---- Supplied data
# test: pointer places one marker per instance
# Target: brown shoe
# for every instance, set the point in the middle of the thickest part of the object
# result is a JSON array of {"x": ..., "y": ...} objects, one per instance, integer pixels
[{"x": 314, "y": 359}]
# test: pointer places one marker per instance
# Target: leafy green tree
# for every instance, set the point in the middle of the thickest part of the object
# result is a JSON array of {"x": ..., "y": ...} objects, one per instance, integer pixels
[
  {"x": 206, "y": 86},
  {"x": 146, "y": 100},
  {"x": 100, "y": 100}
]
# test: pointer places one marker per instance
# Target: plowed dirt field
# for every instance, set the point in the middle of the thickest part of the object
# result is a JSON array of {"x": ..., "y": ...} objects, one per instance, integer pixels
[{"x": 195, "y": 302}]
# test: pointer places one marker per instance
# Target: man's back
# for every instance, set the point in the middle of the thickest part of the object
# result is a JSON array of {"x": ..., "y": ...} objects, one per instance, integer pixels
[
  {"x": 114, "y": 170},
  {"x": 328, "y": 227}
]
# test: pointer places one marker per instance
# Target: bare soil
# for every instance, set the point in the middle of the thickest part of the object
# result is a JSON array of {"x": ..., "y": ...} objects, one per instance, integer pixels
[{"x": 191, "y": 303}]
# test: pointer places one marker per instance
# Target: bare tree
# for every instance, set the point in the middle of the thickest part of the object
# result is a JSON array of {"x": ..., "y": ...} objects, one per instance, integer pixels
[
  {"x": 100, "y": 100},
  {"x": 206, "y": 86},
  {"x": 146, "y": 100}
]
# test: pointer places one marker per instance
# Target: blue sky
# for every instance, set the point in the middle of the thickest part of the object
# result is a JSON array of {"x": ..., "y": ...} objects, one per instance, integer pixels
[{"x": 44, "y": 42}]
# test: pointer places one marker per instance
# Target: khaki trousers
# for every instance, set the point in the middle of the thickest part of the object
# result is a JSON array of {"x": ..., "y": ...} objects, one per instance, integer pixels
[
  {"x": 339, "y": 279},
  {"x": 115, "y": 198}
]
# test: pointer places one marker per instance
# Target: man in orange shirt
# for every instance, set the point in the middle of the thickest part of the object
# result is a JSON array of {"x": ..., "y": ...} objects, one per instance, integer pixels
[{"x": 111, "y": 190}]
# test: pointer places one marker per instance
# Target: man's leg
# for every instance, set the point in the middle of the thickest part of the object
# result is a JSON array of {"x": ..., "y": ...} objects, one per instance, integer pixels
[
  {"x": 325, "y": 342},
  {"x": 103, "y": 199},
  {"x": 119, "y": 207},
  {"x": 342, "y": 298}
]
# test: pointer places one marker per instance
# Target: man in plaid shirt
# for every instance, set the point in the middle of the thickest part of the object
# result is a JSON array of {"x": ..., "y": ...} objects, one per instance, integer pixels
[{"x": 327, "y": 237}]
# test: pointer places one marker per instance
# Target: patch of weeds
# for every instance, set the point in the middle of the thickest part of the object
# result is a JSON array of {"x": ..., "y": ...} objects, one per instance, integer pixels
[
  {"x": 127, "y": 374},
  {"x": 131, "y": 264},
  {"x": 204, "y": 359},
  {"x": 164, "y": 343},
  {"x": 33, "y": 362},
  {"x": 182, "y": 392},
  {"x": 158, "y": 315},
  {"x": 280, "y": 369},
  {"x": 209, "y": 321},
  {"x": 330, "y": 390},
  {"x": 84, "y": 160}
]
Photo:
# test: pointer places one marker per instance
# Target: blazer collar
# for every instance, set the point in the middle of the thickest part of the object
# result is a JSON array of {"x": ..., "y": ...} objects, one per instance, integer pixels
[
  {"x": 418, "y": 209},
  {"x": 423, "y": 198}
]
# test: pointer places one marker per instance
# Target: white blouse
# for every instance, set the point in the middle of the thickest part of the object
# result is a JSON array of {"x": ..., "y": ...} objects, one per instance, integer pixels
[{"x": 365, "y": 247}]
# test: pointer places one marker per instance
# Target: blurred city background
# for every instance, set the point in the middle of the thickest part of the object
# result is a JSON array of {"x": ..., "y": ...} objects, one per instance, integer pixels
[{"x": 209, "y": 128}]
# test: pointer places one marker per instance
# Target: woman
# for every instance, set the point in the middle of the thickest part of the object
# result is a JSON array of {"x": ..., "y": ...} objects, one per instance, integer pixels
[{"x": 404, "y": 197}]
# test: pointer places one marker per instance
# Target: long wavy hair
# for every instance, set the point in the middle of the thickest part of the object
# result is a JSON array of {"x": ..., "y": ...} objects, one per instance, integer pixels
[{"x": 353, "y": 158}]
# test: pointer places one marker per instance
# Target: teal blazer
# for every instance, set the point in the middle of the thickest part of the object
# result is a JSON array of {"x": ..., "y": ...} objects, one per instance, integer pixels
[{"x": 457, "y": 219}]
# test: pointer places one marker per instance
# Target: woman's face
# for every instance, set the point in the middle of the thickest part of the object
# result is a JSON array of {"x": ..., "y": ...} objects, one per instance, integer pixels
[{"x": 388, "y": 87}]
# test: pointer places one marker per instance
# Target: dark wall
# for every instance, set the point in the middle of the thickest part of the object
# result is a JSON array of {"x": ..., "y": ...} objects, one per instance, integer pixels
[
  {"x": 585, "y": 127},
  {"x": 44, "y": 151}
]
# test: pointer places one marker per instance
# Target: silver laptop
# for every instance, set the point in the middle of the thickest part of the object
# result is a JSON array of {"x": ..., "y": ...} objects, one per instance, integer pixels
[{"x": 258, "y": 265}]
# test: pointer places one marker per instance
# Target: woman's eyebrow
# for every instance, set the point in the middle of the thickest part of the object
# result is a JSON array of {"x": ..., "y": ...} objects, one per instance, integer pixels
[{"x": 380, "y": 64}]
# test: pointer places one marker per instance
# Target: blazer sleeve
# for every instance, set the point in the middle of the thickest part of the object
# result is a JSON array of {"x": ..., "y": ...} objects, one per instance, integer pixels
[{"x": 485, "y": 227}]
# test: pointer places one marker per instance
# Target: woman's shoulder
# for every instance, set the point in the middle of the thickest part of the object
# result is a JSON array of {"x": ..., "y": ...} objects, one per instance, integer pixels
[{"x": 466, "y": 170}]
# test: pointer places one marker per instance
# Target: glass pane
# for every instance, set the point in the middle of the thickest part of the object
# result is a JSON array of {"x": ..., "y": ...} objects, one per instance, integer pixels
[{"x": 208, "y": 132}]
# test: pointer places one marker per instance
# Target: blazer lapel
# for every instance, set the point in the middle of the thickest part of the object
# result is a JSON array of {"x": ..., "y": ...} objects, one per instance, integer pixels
--------
> _Goal_:
Write all of the records out again exactly.

> _Solution below_:
# test: pointer places one marker per instance
# Target: brown shoe
# for every instance, set the point in the middle of the thickest part of the object
# result is a JSON array of {"x": ..., "y": ...} objects, one per instance, integer pixels
[{"x": 314, "y": 359}]
# test: pointer places one marker per instance
# Target: leafy green tree
# for every instance, set the point in the middle of the thickest part of the object
# result is a JSON array of {"x": ..., "y": ...} objects, one per instance, integer pixels
[
  {"x": 206, "y": 86},
  {"x": 146, "y": 100},
  {"x": 100, "y": 100}
]
# test: pointer places one marker per instance
# Target: plowed dirt field
# for every instance, set the point in the middle of the thickest part of the object
# result is a JSON array of {"x": ..., "y": ...} objects, one per instance, integer pixels
[{"x": 195, "y": 302}]
# test: pointer places one marker per instance
# Target: man's back
# for every instance, set the point in the middle of the thickest part of the object
# result is a JSON array of {"x": ..., "y": ...} objects, one per instance, integer pixels
[
  {"x": 114, "y": 170},
  {"x": 328, "y": 227}
]
# test: pointer places one marker per instance
# Target: bare soil
# for every instance, set the point in the middle of the thickest part of the object
# result is a JSON array of {"x": ..., "y": ...} objects, one per instance, integer pixels
[{"x": 191, "y": 303}]
# test: pointer places one marker per instance
# Target: bare tree
# for every instance, set the point in the middle of the thickest part of the object
# result is a JSON array of {"x": ..., "y": ...} objects, one per instance, integer pixels
[
  {"x": 100, "y": 100},
  {"x": 206, "y": 86},
  {"x": 146, "y": 100}
]
# test: pointer places one marker per instance
# Target: blue sky
# for every instance, set the point in the middle of the thickest part of the object
# result is a JSON array of {"x": ..., "y": ...} objects, one per instance, integer pixels
[{"x": 44, "y": 42}]
# test: pointer places one marker per instance
# Target: khaki trousers
# for every instance, set the point in the middle of the thickest part of the object
# result is a JSON array of {"x": ..., "y": ...} objects, one per instance, integer pixels
[
  {"x": 339, "y": 279},
  {"x": 115, "y": 198}
]
# test: pointer places one marker per instance
# Target: man in orange shirt
# for every instance, set the point in the middle of the thickest part of the object
# result is a JSON array of {"x": ..., "y": ...} objects, one per instance, integer pixels
[{"x": 111, "y": 190}]
# test: pointer places one marker per instance
# Target: man's leg
# for every instance, set the point in the middle of the thickest part of the object
# result is a JSON array of {"x": ..., "y": ...} objects, one per instance, integer pixels
[
  {"x": 325, "y": 342},
  {"x": 103, "y": 199},
  {"x": 119, "y": 207},
  {"x": 342, "y": 298}
]
# test: pointer places one marker per instance
# Target: man in plaid shirt
# for every instance, set the point in the middle of the thickest part of the object
# result is a JSON array of {"x": ..., "y": ...} objects, one per instance, integer pixels
[{"x": 327, "y": 237}]
# test: pointer places one marker per instance
# Target: patch of weeds
# for every instance, set the point in the middle of the thickest part of the object
# result is a JSON array of {"x": ..., "y": ...} objects, one per instance, integer pixels
[
  {"x": 127, "y": 374},
  {"x": 131, "y": 264},
  {"x": 204, "y": 359},
  {"x": 164, "y": 343},
  {"x": 33, "y": 362},
  {"x": 182, "y": 392},
  {"x": 158, "y": 315},
  {"x": 280, "y": 369},
  {"x": 209, "y": 321},
  {"x": 330, "y": 390},
  {"x": 84, "y": 160}
]
Photo:
# test: pointer places one marker per instance
# Target: blazer collar
# for every instance, set the point in the middle of the thickest part of the object
# result is a JSON array of {"x": ..., "y": ...} objects, one per instance, integer pixels
[
  {"x": 418, "y": 209},
  {"x": 423, "y": 198}
]
# test: pointer places one marker per instance
# Target: white blouse
# for every instance, set the point in the middle of the thickest part of the object
# result is a JSON array of {"x": ..., "y": ...} objects, one per instance, integer pixels
[{"x": 365, "y": 247}]
# test: pointer places one marker per instance
# Target: blurred city background
# for every instance, set the point in the middle of the thickest part of the object
# result is a JSON array of {"x": ..., "y": ...} objects, one per instance, integer pixels
[{"x": 209, "y": 128}]
# test: pointer places one marker per instance
# Target: woman
# for every instance, set the point in the middle of the thickest part of the object
# result is a JSON array of {"x": ..., "y": ...} objects, one per instance, integer pixels
[{"x": 404, "y": 197}]
# test: pointer places one marker per instance
# Target: long wavy hair
# for every instance, set the point in the middle of the thickest part of the object
# result is a JSON array of {"x": ..., "y": ...} objects, one per instance, integer pixels
[{"x": 353, "y": 158}]
# test: pointer places one marker per instance
# Target: teal blazer
# for every instance, set the point in the middle of the thickest part of the object
# result is a JSON array of {"x": ..., "y": ...} objects, one per instance, integer pixels
[{"x": 457, "y": 219}]
# test: pointer places one marker per instance
# Target: woman's face
# for every instance, set the point in the middle of the thickest part of the object
# result is a JSON array of {"x": ..., "y": ...} objects, one per instance, integer pixels
[{"x": 388, "y": 87}]
# test: pointer places one marker per instance
# Target: dark wall
# for every instance, set the point in the middle of the thickest part of the object
# result is a JSON array of {"x": ..., "y": ...} objects, one per instance, integer pixels
[
  {"x": 585, "y": 127},
  {"x": 44, "y": 151}
]
# test: pointer places one marker per instance
# Target: silver laptop
# for every instance, set the point in the middle of the thickest part of the object
# result is a JSON array of {"x": ..., "y": ...} objects, one per instance, integer pixels
[{"x": 258, "y": 265}]
# test: pointer places one marker per instance
# Target: woman's eyebrow
# for every instance, set the point in the middle of the thickest part of the object
# result is a JSON array of {"x": ..., "y": ...} objects, one per instance, integer pixels
[{"x": 380, "y": 64}]
# test: pointer places one marker per instance
# Target: blazer sleeve
# for every instance, set the point in the middle of the thickest part of the object
# result is a JSON array of {"x": ..., "y": ...} objects, one per instance, integer pixels
[{"x": 485, "y": 227}]
# test: pointer places one marker per instance
# Target: woman's shoulder
# for every instance, set the point in the middle of the thickest part of the object
# result is a JSON array of {"x": ..., "y": ...} objects, one per instance, integer pixels
[{"x": 466, "y": 170}]
# test: pointer places one marker per instance
# Target: glass pane
# for every instance, set the point in the middle of the thickest part of the object
# result is a JSON array of {"x": ..., "y": ...} objects, one per instance, integer pixels
[{"x": 208, "y": 132}]
# test: pointer places one marker per instance
# Target: blazer lapel
# for every instance, set the point in the middle of the thickest part of the object
# result is a JSON array of {"x": ..., "y": ...} objects, one per instance, integer pixels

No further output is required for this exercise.